## [Dataset records]
________________________________________

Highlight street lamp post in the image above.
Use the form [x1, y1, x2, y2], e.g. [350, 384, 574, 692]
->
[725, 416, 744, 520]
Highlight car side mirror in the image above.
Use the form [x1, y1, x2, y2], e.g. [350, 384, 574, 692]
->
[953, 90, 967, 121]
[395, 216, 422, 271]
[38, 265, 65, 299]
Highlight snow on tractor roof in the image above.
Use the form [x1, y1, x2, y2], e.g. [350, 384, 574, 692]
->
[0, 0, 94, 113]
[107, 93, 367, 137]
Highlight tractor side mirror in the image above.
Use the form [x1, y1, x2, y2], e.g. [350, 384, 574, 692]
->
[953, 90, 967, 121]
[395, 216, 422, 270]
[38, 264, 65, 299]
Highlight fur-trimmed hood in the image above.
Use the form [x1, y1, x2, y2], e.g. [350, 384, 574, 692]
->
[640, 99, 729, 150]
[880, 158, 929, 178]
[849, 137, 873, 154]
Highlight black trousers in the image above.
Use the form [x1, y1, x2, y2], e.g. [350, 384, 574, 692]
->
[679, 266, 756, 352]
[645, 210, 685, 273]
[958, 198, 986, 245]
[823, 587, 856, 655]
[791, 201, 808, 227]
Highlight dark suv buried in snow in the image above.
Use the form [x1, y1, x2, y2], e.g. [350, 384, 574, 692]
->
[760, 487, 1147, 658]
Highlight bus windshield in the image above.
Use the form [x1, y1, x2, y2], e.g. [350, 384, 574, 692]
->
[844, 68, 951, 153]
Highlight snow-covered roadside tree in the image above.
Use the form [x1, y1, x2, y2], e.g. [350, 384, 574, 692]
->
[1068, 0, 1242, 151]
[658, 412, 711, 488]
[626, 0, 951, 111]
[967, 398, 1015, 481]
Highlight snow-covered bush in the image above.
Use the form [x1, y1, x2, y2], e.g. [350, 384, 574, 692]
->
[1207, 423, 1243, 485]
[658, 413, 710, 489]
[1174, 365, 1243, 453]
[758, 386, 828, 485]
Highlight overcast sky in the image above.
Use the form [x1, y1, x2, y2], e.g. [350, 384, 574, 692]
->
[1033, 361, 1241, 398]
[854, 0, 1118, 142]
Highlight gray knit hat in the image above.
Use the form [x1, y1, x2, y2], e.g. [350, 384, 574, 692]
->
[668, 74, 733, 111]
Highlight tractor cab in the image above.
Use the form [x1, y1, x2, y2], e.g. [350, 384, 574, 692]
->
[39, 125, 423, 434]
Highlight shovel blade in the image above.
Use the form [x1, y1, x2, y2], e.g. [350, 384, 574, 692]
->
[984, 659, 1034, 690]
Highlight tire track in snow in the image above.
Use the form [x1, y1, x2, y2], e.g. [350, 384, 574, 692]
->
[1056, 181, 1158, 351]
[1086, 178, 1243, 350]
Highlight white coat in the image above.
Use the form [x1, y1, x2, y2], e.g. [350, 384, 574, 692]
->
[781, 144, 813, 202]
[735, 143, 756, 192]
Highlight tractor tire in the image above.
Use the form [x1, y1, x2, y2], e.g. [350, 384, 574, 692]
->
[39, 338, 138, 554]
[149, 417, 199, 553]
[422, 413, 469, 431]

________________________________________

## [Your instructions]
Please reproduce, exactly as they appear above, the lines from the line containing "Highlight gray knit hat in the image above." up to and including the line containing "Highlight shovel blade in the image above.".

## [Written answer]
Highlight gray knit hat in the image above.
Use the form [x1, y1, x2, y2], e.g. [350, 384, 574, 692]
->
[668, 74, 733, 111]
Highlight tractor cab in the image above.
Use the form [x1, y1, x2, y2], e.g. [350, 384, 574, 692]
->
[39, 125, 423, 434]
Highlight shovel blade in the image above.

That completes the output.